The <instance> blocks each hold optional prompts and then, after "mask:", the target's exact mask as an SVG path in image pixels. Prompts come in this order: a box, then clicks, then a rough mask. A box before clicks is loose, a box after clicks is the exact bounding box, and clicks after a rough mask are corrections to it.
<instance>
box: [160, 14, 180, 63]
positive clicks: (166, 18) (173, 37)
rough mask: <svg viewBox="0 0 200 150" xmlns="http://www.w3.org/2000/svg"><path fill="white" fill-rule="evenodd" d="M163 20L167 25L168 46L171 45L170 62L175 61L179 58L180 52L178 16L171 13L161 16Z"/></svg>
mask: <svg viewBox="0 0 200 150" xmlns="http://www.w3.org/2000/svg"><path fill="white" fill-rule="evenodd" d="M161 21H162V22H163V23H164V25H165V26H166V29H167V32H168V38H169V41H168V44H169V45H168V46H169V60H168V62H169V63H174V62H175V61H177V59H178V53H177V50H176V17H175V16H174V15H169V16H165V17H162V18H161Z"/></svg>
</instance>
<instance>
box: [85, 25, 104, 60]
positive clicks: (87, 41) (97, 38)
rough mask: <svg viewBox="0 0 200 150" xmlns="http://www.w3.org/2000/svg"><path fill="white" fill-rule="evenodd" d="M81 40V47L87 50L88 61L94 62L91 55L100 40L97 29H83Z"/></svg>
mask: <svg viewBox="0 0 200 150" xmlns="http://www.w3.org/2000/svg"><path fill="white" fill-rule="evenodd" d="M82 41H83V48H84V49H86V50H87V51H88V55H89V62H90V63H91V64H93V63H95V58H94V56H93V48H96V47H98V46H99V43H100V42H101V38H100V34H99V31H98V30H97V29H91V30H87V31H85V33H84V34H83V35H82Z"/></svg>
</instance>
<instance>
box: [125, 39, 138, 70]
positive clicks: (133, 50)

# What the task requires
Turn every line of the material above into a numbered list, leaving out any blank lines.

# Answer for the task
1. The <instance> blocks each hold optional prompts and then, after "mask:", the target's exact mask as an SVG path in image pixels. Prompts come in this order: a box, then clicks, then a rough mask. A box before clicks is loose, a box after clicks is the exact bounding box, and clicks after a rough mask are corrections to it.
2. <instance>
3. box: [160, 14, 180, 63]
4. positive clicks: (166, 18) (173, 37)
5. rough mask: <svg viewBox="0 0 200 150" xmlns="http://www.w3.org/2000/svg"><path fill="white" fill-rule="evenodd" d="M163 20L167 25L168 46L171 45L170 62L175 61L179 58L180 52L178 16L171 13L161 16Z"/></svg>
6. mask: <svg viewBox="0 0 200 150" xmlns="http://www.w3.org/2000/svg"><path fill="white" fill-rule="evenodd" d="M161 21H162V22H163V23H164V25H165V26H166V29H167V32H168V38H169V41H168V44H169V45H168V46H169V60H168V62H169V63H174V62H175V61H177V59H178V53H177V50H176V17H175V16H174V15H169V16H165V17H162V18H161Z"/></svg>
7. </instance>
8. <instance>
9. box: [85, 25, 104, 60]
10. positive clicks: (87, 41) (97, 38)
11. rough mask: <svg viewBox="0 0 200 150" xmlns="http://www.w3.org/2000/svg"><path fill="white" fill-rule="evenodd" d="M81 40V47L87 50L88 61L94 62L91 55L100 40L97 29H83Z"/></svg>
12. mask: <svg viewBox="0 0 200 150" xmlns="http://www.w3.org/2000/svg"><path fill="white" fill-rule="evenodd" d="M82 41H83V48H84V49H86V50H87V51H88V55H89V62H90V63H91V64H93V63H95V58H94V56H93V48H96V47H98V46H99V43H100V42H101V38H100V34H99V31H98V30H97V29H91V30H87V31H85V33H84V34H83V35H82Z"/></svg>
13. </instance>
14. <instance>
15. box: [125, 39, 138, 70]
16. positive clicks: (133, 50)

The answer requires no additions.